— Problems and tasks —
• A. Write out the stretch of the Palm Sunday sermon from "The story of Palm" through "of our faith.".
• B. Answer these questions about the Palm Sunday sermon, marking each answer to match:
(i) What magazine did the speaker get in the mail every month as a child?
(ii) Whose gospel account of Jesus' entry into Jerusalem did Donette read?
(iii) What date does the sermon carry?
• C. Carry on the Palm Sunday sermon, starting right after its last sentence.

— Passage —
-.-.-
Hear the Stone Shouting

Palm Sunday

April 1, 2007


The story of Palm Sunday is familiar to most of us. So familiar in fact, that we know the story, like so many of the stories of our faith, without reading it. Jesus rides into Jerusalem on the back of a borrowed donkey as the crowd waves palm branches and shout "Hosanna!" It is called "The Triumphal Entry". Jesus apparently defies all authority and boldly enters the city where confrontation with religious authorities and almost certain death awaits him. It is the beginning of what we now call "Holy Week", the week before Easter. Palm Sunday is the beginning of a larger story, the story of the "Passion" of Christ. The Passion dominates the gospel accounts of Jesus. It is the central story of Christianity. Without this story there would be no need to have ever even heard of this Jesus of Nazareth. Without this story there would be no Christianity. It is the central story of our faith.

Sometimes when we read such a familiar a story, we assume certain things to be in the story. Take for example, the Christmas Story. It has to have a manger, a donkey, a star, shepherds, wise men, and the baby Jesus. Leave one of these things out of the Christmas story, and people notice. Have you ever read a story to a small child who knows the story so well they can recite it? Just try to change a single word in the story and see what happens? "Un Uh,” they say, “That's not the way the story goes.”  They know the stories too well to be fooled by any abridged versions.  That’s how most of us feel about our beloved Bible stories.

When I was a child I looked forward to receiving my copy of Highlights magazine every month.  It made me feel so grown up to have my own mail delivered.  My favorite puzzles were the ones where you had to find the differences in two pictures.  The distinctions were very subtle…maybe a man was wearing a cap in one picture and a hat in another, or perhaps the ladies had more flowers on her dress in one drawing than she did in the other.  I got to be pretty good at spotting them.   How about you?

Did anyone notice anything different as Donette read the Gospel of Luke's account of Jesus entry into Jerusalem? … There are no palms. That's right no palms on Palm Sunday. Luke, like the other gospels, has the people spreading their garments…their cloaks, on the road before Jesus, but no palm branches or any other kind of leaves. Imagine that… Palm Sunday and no palms. If Luke's were the only story we had, we'd be celebrating "Cloak Sunday" today. We'd all be taking off our jackets and sweaters and laying them in the aisles of the church.  There is also something else missing from Luke's story: the word "Hosanna". Take a look and see. It's not there. There is the familiar phrase, "Blessed is the king who comes in the name of the Lord!" But there are no "Hosannas".
-.-.-
— Dataset content —
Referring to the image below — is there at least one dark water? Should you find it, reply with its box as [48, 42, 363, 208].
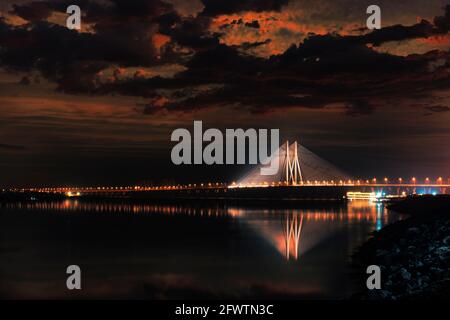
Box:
[0, 200, 399, 299]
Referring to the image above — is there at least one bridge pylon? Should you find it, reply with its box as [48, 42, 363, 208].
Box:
[283, 141, 303, 185]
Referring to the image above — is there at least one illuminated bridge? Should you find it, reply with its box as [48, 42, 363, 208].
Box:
[2, 142, 450, 200]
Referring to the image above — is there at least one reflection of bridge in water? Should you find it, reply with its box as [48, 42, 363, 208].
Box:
[0, 199, 387, 260]
[284, 214, 303, 260]
[7, 142, 450, 200]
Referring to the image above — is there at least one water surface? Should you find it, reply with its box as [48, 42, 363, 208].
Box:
[0, 200, 399, 299]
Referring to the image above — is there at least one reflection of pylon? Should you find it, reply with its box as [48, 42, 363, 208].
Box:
[284, 215, 303, 260]
[284, 141, 303, 185]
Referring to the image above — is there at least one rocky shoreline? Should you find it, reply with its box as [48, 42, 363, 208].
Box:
[352, 196, 450, 300]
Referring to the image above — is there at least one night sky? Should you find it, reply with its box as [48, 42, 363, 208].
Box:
[0, 0, 450, 186]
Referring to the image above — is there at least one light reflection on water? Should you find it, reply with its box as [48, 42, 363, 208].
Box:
[0, 200, 399, 299]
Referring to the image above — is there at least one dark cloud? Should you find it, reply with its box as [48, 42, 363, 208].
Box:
[245, 20, 260, 29]
[201, 0, 289, 16]
[0, 143, 26, 151]
[0, 0, 450, 115]
[425, 105, 450, 113]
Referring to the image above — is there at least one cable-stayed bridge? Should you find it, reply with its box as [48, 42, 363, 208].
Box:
[7, 141, 450, 200]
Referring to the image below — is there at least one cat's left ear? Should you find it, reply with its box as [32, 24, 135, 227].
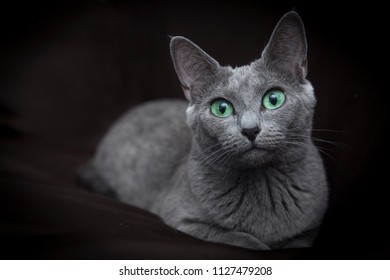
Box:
[262, 11, 307, 80]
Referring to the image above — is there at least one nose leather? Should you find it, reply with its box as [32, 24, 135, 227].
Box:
[241, 126, 260, 142]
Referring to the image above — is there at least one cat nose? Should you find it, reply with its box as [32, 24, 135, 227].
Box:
[241, 126, 260, 142]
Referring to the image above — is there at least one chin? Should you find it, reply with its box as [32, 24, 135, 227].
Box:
[235, 148, 275, 168]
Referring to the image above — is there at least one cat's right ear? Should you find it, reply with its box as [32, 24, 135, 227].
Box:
[170, 36, 219, 101]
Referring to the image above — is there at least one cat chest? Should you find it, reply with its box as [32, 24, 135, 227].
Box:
[193, 173, 316, 242]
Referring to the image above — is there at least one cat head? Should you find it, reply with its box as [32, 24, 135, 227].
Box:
[170, 12, 315, 167]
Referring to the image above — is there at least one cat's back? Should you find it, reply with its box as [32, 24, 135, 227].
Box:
[92, 99, 191, 208]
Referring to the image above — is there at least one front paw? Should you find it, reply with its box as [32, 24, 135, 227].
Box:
[219, 232, 270, 250]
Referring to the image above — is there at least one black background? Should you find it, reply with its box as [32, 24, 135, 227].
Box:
[0, 0, 390, 259]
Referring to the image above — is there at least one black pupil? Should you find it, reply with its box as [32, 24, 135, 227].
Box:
[268, 93, 278, 106]
[219, 102, 227, 114]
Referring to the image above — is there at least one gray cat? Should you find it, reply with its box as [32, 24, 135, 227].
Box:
[82, 12, 328, 250]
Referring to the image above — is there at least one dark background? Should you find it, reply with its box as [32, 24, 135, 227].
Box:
[0, 0, 390, 259]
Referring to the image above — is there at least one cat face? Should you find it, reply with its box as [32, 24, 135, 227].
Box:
[171, 12, 315, 168]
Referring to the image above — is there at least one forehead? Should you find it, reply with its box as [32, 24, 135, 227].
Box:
[222, 65, 276, 103]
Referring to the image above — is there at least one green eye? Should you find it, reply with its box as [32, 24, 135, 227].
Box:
[211, 99, 234, 118]
[263, 89, 286, 110]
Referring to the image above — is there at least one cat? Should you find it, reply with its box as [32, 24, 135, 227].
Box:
[81, 11, 328, 250]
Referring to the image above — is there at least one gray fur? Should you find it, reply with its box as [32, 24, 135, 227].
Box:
[80, 12, 328, 249]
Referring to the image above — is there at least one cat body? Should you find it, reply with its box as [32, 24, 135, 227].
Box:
[83, 12, 328, 249]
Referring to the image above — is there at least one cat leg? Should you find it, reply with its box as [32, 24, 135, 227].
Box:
[282, 229, 318, 249]
[176, 220, 270, 250]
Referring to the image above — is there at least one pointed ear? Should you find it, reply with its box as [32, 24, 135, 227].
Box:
[262, 11, 307, 80]
[170, 36, 219, 101]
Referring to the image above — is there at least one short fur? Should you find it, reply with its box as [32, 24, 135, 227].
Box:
[82, 12, 328, 249]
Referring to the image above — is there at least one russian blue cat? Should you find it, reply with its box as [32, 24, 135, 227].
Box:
[82, 12, 328, 249]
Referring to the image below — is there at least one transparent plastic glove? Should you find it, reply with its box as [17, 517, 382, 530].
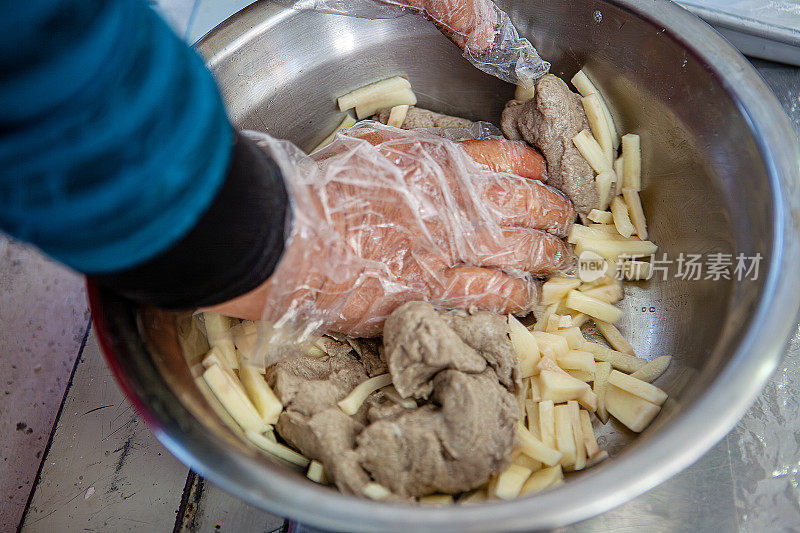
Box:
[283, 0, 550, 87]
[214, 122, 575, 338]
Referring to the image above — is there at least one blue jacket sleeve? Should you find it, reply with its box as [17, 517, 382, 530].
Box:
[0, 0, 234, 274]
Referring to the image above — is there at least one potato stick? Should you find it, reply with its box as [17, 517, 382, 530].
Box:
[361, 483, 392, 501]
[572, 70, 619, 150]
[572, 130, 613, 174]
[606, 385, 661, 433]
[555, 405, 576, 468]
[614, 154, 625, 196]
[566, 290, 622, 323]
[519, 465, 564, 496]
[306, 461, 330, 485]
[338, 374, 392, 415]
[567, 401, 586, 470]
[338, 76, 411, 111]
[508, 315, 539, 378]
[356, 89, 417, 120]
[622, 133, 642, 191]
[310, 115, 356, 154]
[566, 370, 594, 383]
[539, 400, 556, 448]
[525, 400, 542, 440]
[203, 365, 267, 433]
[593, 361, 611, 424]
[386, 105, 410, 128]
[203, 311, 239, 368]
[575, 239, 658, 259]
[611, 196, 636, 239]
[557, 350, 596, 374]
[419, 494, 454, 505]
[622, 187, 647, 237]
[608, 370, 667, 405]
[582, 342, 647, 372]
[556, 324, 586, 350]
[586, 209, 614, 224]
[594, 320, 636, 356]
[581, 94, 614, 161]
[517, 424, 562, 466]
[622, 261, 652, 281]
[631, 355, 672, 383]
[594, 170, 617, 209]
[239, 364, 283, 424]
[579, 409, 600, 460]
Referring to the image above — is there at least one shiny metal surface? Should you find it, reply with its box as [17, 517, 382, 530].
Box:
[86, 0, 800, 531]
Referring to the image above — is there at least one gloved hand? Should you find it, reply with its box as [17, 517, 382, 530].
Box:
[206, 122, 575, 337]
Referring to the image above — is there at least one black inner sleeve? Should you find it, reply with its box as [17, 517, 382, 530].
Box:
[89, 132, 289, 309]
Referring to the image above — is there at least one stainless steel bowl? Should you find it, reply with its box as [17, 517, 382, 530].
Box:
[91, 0, 800, 531]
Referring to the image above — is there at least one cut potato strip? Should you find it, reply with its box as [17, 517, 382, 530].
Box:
[556, 324, 586, 350]
[579, 410, 600, 460]
[306, 461, 330, 485]
[386, 105, 411, 128]
[608, 370, 667, 405]
[622, 133, 642, 191]
[356, 89, 417, 120]
[517, 424, 562, 466]
[566, 290, 622, 323]
[631, 355, 672, 383]
[586, 209, 614, 224]
[494, 463, 532, 500]
[572, 130, 613, 174]
[594, 171, 617, 209]
[542, 278, 581, 305]
[581, 93, 614, 161]
[572, 70, 619, 150]
[622, 261, 652, 281]
[532, 331, 569, 361]
[606, 385, 661, 433]
[575, 238, 658, 259]
[520, 465, 564, 495]
[508, 315, 539, 378]
[310, 115, 356, 154]
[567, 402, 586, 470]
[419, 494, 454, 505]
[361, 483, 392, 501]
[203, 311, 239, 368]
[539, 400, 556, 448]
[245, 430, 311, 468]
[558, 350, 596, 374]
[611, 196, 636, 239]
[594, 320, 636, 356]
[203, 365, 268, 433]
[239, 364, 283, 424]
[525, 400, 542, 440]
[338, 76, 411, 111]
[622, 187, 647, 240]
[567, 370, 594, 383]
[338, 374, 392, 415]
[583, 342, 647, 372]
[592, 361, 611, 424]
[555, 405, 576, 468]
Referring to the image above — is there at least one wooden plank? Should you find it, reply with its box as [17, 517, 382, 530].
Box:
[21, 335, 188, 532]
[0, 238, 89, 531]
[175, 473, 285, 533]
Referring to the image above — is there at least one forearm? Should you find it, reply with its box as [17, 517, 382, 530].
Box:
[0, 0, 286, 307]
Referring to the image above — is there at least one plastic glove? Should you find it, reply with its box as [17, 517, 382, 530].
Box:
[203, 122, 575, 337]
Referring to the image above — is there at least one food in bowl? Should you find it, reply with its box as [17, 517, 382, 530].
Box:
[184, 68, 669, 504]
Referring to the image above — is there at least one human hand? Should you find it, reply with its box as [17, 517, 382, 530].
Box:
[203, 123, 575, 337]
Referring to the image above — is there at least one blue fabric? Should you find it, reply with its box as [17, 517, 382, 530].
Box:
[0, 0, 233, 274]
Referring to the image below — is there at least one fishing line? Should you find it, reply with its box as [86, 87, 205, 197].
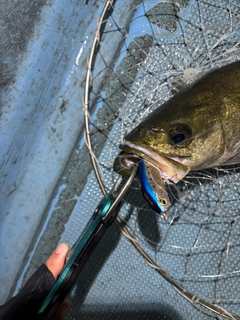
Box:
[83, 0, 240, 320]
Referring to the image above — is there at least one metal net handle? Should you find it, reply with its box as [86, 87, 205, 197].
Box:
[83, 0, 240, 320]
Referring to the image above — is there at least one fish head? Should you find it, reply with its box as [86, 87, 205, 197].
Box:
[114, 68, 227, 183]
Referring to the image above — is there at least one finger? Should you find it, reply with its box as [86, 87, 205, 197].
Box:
[51, 300, 71, 320]
[46, 243, 68, 279]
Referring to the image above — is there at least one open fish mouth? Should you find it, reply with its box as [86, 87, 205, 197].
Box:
[113, 141, 190, 183]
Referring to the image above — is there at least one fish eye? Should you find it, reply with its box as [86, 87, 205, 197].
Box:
[169, 123, 192, 147]
[158, 198, 167, 206]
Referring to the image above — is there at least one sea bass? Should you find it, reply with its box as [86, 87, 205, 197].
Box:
[114, 62, 240, 183]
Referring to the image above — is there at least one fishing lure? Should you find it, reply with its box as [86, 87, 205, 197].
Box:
[138, 159, 170, 218]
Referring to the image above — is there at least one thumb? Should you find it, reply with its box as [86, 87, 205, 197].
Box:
[46, 243, 68, 280]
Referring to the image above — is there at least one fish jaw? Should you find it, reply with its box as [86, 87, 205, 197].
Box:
[113, 141, 190, 183]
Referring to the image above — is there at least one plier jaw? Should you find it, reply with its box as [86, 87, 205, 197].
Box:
[38, 166, 137, 319]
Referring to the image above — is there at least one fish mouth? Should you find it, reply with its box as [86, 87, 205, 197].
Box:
[113, 141, 190, 183]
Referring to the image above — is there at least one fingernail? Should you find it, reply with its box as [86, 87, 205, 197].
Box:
[54, 243, 65, 254]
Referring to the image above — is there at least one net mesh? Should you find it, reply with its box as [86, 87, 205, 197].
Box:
[62, 0, 240, 319]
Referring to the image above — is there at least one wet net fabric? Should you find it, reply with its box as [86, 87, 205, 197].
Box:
[62, 0, 240, 319]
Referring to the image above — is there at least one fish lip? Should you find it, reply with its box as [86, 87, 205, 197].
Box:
[119, 141, 190, 183]
[119, 141, 181, 162]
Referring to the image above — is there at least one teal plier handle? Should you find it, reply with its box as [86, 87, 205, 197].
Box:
[38, 167, 137, 319]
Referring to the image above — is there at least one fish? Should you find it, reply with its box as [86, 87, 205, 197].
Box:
[138, 159, 170, 218]
[113, 61, 240, 212]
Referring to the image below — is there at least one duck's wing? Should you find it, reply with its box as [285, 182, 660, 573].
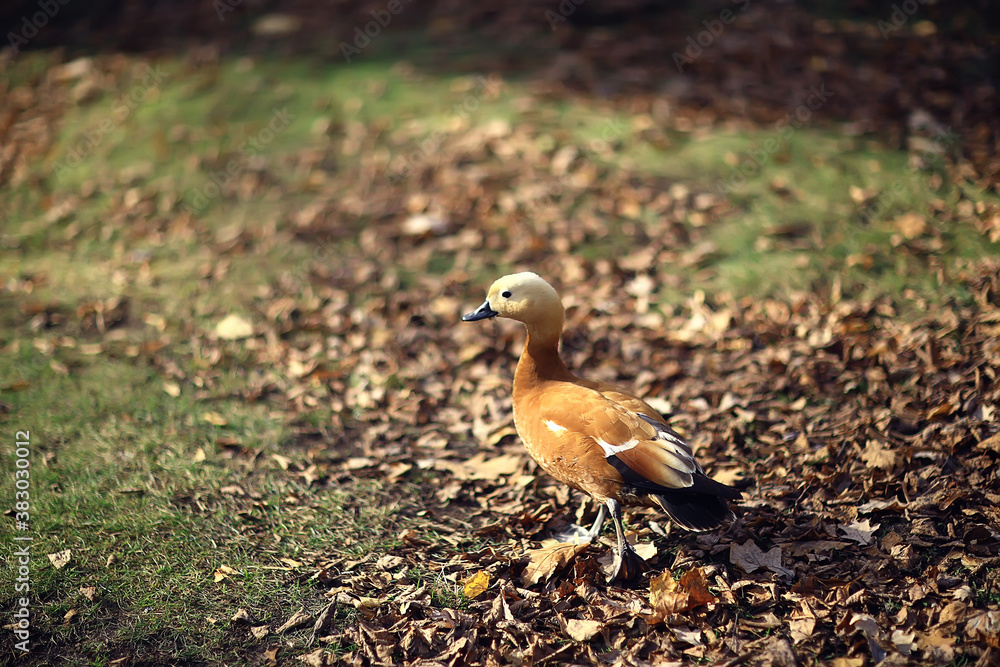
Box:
[539, 383, 739, 498]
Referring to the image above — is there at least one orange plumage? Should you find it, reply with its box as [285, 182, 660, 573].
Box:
[462, 272, 741, 579]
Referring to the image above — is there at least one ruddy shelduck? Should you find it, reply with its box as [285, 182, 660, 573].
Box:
[462, 272, 741, 581]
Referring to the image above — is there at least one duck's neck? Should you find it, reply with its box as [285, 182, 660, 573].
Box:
[514, 327, 573, 394]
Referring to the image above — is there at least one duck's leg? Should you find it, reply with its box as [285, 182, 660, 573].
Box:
[553, 505, 605, 544]
[606, 498, 646, 584]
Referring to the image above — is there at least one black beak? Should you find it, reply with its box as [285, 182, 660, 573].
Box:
[462, 299, 500, 322]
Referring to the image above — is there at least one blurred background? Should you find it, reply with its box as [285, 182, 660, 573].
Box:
[0, 0, 1000, 664]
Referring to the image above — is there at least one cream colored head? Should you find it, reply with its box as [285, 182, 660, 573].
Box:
[462, 271, 565, 336]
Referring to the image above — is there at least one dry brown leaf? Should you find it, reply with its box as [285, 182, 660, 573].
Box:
[861, 440, 896, 472]
[274, 607, 312, 635]
[892, 211, 927, 241]
[729, 540, 794, 577]
[560, 618, 605, 642]
[840, 519, 881, 546]
[201, 411, 229, 426]
[462, 570, 490, 600]
[48, 549, 73, 570]
[215, 314, 253, 340]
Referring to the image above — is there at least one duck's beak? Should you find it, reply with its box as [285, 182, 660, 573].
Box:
[462, 299, 500, 322]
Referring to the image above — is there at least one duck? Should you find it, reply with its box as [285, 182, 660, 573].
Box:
[462, 271, 742, 583]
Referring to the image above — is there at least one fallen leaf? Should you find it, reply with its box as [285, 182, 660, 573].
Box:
[892, 211, 927, 241]
[563, 618, 605, 642]
[462, 570, 490, 600]
[840, 519, 881, 546]
[521, 540, 590, 584]
[729, 540, 794, 577]
[275, 607, 312, 635]
[215, 315, 253, 340]
[201, 411, 229, 426]
[48, 549, 73, 570]
[861, 440, 896, 472]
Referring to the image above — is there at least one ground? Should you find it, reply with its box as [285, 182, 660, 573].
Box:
[0, 3, 1000, 665]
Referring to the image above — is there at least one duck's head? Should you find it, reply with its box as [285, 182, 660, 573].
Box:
[462, 271, 565, 336]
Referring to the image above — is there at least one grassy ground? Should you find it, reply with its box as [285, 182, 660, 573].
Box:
[0, 22, 1000, 664]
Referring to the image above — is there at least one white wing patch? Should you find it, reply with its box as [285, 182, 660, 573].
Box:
[595, 438, 639, 458]
[545, 419, 569, 433]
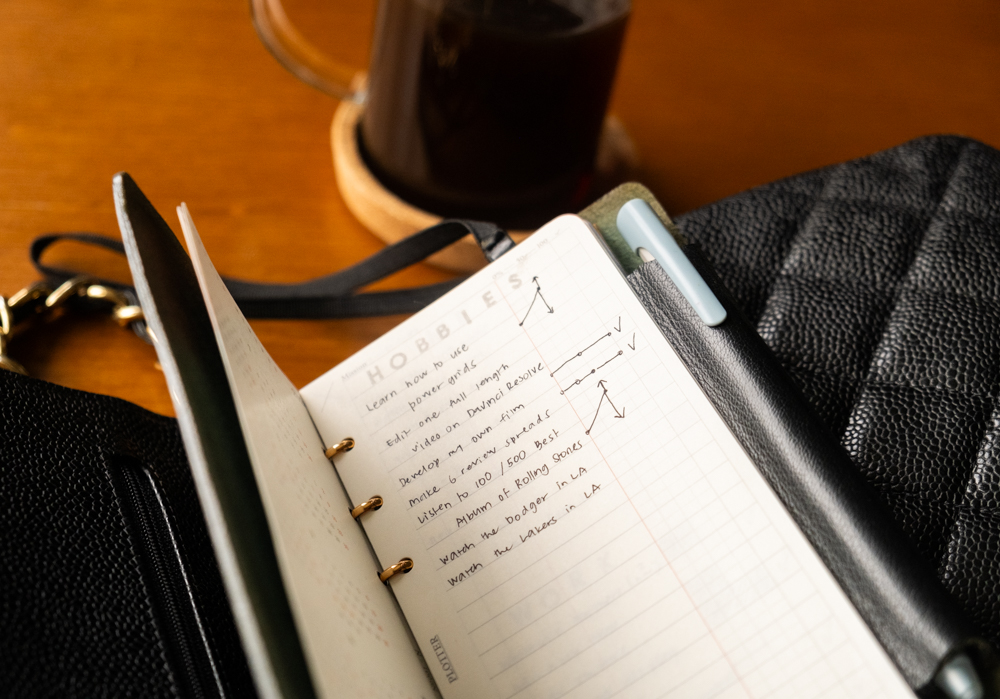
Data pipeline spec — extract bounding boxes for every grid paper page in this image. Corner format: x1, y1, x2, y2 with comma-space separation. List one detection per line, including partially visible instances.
302, 217, 912, 698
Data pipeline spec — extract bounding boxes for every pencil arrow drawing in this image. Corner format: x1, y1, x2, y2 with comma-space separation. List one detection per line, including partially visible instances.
584, 379, 625, 434
518, 277, 556, 326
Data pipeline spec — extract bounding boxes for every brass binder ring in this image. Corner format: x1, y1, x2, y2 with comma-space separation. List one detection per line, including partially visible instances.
378, 558, 413, 582
351, 495, 383, 519
326, 437, 354, 459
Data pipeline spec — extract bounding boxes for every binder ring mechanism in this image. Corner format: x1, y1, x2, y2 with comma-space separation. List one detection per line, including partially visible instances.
378, 558, 413, 582
324, 437, 354, 459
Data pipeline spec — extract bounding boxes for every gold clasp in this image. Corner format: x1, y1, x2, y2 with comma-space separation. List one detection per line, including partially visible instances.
0, 296, 28, 375
0, 275, 146, 378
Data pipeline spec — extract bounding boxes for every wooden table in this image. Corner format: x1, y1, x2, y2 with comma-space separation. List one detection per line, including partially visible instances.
0, 0, 1000, 414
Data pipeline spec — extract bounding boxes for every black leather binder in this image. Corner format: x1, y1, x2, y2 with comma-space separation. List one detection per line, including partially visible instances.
116, 176, 996, 696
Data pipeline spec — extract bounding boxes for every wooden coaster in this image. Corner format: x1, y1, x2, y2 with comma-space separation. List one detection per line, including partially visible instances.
330, 101, 637, 272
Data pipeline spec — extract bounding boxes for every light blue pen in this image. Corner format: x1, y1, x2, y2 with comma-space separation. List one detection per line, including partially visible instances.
617, 199, 984, 699
617, 199, 726, 327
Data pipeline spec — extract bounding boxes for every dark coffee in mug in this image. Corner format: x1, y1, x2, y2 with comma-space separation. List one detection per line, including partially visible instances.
359, 0, 630, 228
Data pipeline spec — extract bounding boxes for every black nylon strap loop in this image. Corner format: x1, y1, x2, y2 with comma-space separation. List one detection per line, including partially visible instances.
30, 220, 514, 318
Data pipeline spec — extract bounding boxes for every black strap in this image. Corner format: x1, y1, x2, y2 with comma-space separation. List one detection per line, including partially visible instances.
31, 219, 514, 318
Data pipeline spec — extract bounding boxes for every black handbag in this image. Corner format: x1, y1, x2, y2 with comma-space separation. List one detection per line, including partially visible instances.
0, 137, 1000, 696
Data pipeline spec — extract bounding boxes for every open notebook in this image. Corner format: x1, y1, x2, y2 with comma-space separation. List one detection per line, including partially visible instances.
117, 179, 912, 699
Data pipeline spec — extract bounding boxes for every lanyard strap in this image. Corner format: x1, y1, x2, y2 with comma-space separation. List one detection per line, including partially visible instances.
30, 219, 514, 318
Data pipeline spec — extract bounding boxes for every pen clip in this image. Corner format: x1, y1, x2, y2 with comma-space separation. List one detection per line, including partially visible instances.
617, 199, 726, 327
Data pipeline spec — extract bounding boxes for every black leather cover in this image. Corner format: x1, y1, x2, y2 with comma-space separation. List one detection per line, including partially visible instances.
660, 137, 1000, 696
0, 371, 254, 697
629, 251, 974, 687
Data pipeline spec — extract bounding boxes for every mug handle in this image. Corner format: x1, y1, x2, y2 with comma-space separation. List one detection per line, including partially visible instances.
250, 0, 365, 104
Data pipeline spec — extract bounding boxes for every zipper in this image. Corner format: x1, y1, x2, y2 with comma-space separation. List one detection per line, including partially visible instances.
110, 457, 225, 699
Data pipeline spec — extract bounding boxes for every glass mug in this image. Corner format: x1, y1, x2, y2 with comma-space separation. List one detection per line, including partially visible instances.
251, 0, 631, 228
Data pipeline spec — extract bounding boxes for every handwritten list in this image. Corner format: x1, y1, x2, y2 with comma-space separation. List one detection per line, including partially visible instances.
302, 217, 910, 697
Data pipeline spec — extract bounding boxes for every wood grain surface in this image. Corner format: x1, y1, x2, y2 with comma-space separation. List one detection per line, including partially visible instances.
0, 0, 1000, 414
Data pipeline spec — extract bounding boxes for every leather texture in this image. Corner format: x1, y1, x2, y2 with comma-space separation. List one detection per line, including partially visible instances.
0, 371, 254, 697
628, 250, 974, 687
676, 136, 1000, 680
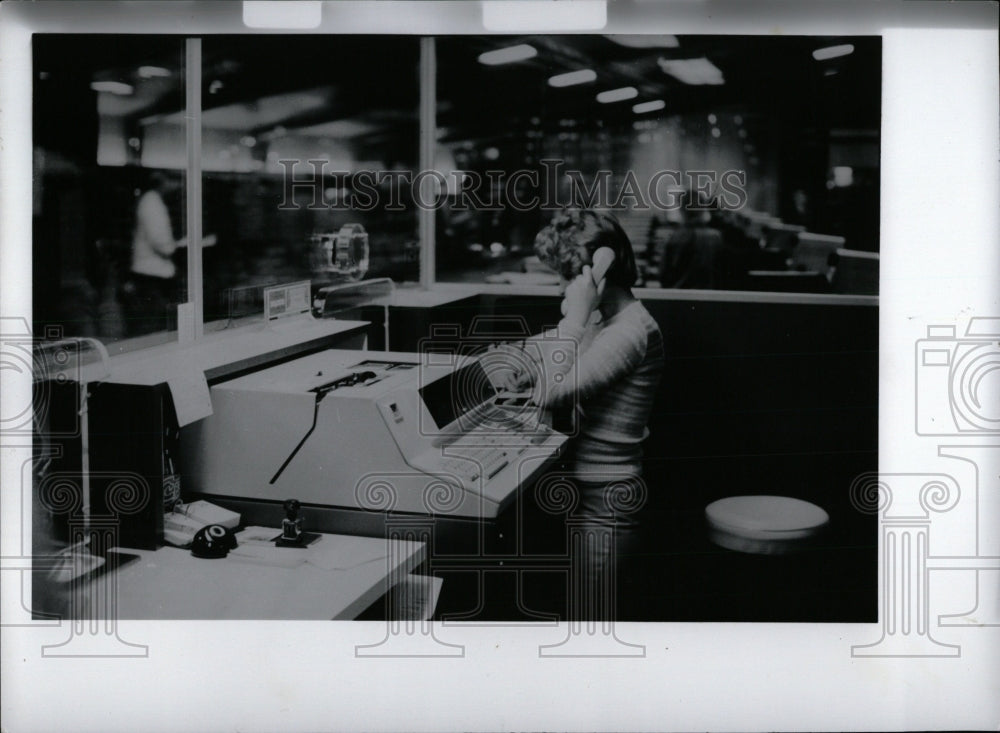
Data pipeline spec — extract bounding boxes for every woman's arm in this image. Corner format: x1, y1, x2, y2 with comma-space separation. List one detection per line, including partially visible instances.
535, 320, 646, 407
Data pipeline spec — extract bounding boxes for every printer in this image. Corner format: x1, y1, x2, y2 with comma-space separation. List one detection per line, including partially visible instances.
181, 350, 567, 518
-.-.-
— Responses in order —
• A.
The story of Palm Sunday is familiar to most of us. So familiar in fact, that we know the story, like so many of the stories of our faith, without reading it. Jesus rides into Jerusalem on the back of a borrowed donkey as the crowd waves palm branches and shout "Hosanna!" It is called "The Triumphal Entry". Jesus apparently defies all authority and boldly enters the city where confrontation with religious authorities and almost certain death awaits him. It is the beginning of what we now call "Holy Week", the week before Easter. Palm Sunday is the beginning of a larger story, the story of the "Passion" of Christ. The Passion dominates the gospel accounts of Jesus. It is the central story of Christianity. Without this story there would be no need to have ever even heard of this Jesus of Nazareth. Without this story there would be no Christianity. It is the central story of our faith.

• B.
(i) Highlights magazine
(ii) Luke's
(iii) April 1, 2007

• C.
Luke does, however, give us a little piece of the story that nobody else does. Did you catch it?  Luke gives us shouting stones.  Have you ever heard a stone shout?   What has happened in this story is that this coat-less crowd has gotten pretty rowdy, in fact rowdy enough to get the attention of the local authorities, the Pharisees, who think it might be getting out of hand. They don't want too many people to follow Jesus. So they order him to order them to be quiet. "Teacher, order your disciples to stop." This is when Jesus says, "I tell you, if these were silent, the stones would shout out."

I wish I could have been there to hear him say it.  All I can do is guess at what tone of voice he used.  Did he say it in anger?  "I tell you, if these were silent, the stones would shout out." Or did he sound philosophical?  "I tell you, if these were silent, the stones would shout out."  Personally, I prefer to think he said it with a sense of humor…an acerbic kind of wit and that he reared back his head in laughter as he said ?  "I tell you, if these were silent, the stones would shout out." 

But it really doesn’t matter because Jesus' words ring with eternal truth, the kind of absurd, unexpected truth that only shouting stones can convey.  Can you hear them?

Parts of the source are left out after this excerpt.